**SOURCE TEXT:**
▶

Analyzing the tax formula

  1. Income
  • The income that is taxable.
  • Exhibit 3-4: partial list of items included in Gross Income.

  1. Exclusions
  • Exclusions referred the income exempt from taxable and thus not included in a taxpayer’s gross income.
  • Exhibit 3-5:  partial list of exclusions in Gross Income.

  1. Gross Income
  • The amount of income remaining after the excludable items have been removed.
  1. Deductions
  • Deductions: are those items that are subtracted from gross income to arrive at taxable income.
  • 2 major groups:

+ Business and Production-of-income expenses: deductions for expenses related to carrying on a business or an income-producing activity, such as an investment.

+ Certain Personal Expenses: deductions for a few expenses of individual that are primarily personal in nature (charitable contribution, medical expenses…)

◀

**INFORMATION PROVIDED:**
▶

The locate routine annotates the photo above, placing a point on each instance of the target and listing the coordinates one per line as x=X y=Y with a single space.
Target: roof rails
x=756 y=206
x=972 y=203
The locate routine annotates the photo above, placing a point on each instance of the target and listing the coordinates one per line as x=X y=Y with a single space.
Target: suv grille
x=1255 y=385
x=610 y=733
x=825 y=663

◀

**QUESTIONS TO ANSWER:**
**A)** List every numbered heading in the notes on the tax formula.
**B)** Continue the notes on the tax formula from where they end.
The material has no connection to the text.

**RESPONSES TO THE TASKS:**
**A)**
Income
Exclusions
Gross Income
Deductions

**B)**
  1. Classifying Deductions
  • A corporate taxpayer, all deductions are subtracted directly from gross income to arrive at taxable income.
  • Individual has 2 deductible groups:

+  Deduction is allowed to reduce gross income, resulting in Adjusted gross income (AGI). Ex: business expenses and other special items.

+  Deduction is subtracted from AGI. Including: 1. Deductions from AGI (itemized deductions and standard deduction) and 2. Deductions for personal and dependency exemptions.